▶ [Set task 1]:
Translate this sentence from the advertising excerpt into Spanish: "In the late 1920s, not many women smoked."

▶ [Extract to read]:
_____

Laurie Penny on advertising: First, the admen stole feminism – then they used it to flog cheap chocolate and perfume to us

Advertising is one of the areas where profound cultural battles are played out in public

By Laurie Penny

In the late 1920s, not many women smoked. To do so in public was seen as unladylike, a signal of promiscuity and general naughtiness. So the American Tobacco Company hired Edward Bernays, the man now known as “the father of public relations”, to find a way of selling cigarettes to women. The first feminist wave was still in full, frilly-hatted swing and Bernays realised that women’s desire for independence could be manipulated for profit.

Bernays let it be known that during the Easter Sunday Parade of 1929, a group of suffragettes would be lighting “torches of freedom”, and arranged for photographers to be on standby. On cue, in the middle of the parade, a gang of hired models produced packets of cigarettes and sparked up. The images were distributed around the world.

_____

▶ [Task data]:
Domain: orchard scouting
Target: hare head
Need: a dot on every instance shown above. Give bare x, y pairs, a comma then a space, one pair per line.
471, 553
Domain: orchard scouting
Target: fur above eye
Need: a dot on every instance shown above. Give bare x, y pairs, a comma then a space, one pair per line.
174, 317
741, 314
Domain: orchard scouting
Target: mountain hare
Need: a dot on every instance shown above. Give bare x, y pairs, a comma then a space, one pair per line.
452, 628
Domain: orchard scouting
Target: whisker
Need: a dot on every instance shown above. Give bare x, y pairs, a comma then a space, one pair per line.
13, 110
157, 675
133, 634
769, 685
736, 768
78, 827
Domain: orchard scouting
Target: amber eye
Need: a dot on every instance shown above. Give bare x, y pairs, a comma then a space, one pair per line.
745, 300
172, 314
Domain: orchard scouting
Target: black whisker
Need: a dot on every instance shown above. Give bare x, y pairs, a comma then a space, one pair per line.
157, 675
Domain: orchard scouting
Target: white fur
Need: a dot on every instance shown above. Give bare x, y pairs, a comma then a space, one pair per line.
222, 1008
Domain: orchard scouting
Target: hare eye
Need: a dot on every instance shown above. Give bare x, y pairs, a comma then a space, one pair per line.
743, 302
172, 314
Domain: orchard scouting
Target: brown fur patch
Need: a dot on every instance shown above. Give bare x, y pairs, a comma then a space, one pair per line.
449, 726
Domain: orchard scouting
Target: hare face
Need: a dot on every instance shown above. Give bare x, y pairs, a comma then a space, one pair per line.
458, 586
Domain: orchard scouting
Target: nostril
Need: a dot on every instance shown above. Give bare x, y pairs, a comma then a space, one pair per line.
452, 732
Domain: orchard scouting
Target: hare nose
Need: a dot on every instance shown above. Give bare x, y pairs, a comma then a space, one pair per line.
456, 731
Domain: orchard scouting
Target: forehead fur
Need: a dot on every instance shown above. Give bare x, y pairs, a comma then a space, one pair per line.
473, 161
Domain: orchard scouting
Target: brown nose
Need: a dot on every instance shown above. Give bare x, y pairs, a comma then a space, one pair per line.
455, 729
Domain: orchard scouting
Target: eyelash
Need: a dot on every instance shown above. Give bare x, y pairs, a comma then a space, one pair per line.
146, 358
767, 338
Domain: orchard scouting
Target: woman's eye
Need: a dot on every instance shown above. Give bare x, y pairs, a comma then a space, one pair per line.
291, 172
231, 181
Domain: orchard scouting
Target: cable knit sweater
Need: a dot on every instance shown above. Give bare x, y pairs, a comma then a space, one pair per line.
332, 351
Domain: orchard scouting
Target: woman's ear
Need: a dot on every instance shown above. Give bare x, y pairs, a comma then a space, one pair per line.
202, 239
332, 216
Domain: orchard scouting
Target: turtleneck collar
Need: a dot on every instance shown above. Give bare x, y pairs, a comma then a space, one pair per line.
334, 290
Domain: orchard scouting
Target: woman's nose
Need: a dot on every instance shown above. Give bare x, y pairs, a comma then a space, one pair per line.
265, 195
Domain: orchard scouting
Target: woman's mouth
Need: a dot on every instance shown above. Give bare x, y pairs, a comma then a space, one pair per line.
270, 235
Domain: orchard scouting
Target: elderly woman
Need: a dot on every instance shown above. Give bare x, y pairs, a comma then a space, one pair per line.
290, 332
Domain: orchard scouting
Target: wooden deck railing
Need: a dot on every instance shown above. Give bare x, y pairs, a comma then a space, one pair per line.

_____

▶ [Set task 2]:
Please pick out every line in the entries above that contains the word "hare", and copy each one.

▶ [Correct result 1]:
A finales de la década de 1920, no muchas mujeres fumaban.

▶ [Correct result 2]:
Target: hare head
Target: mountain hare
Target: hare eye
Target: hare face
Target: hare nose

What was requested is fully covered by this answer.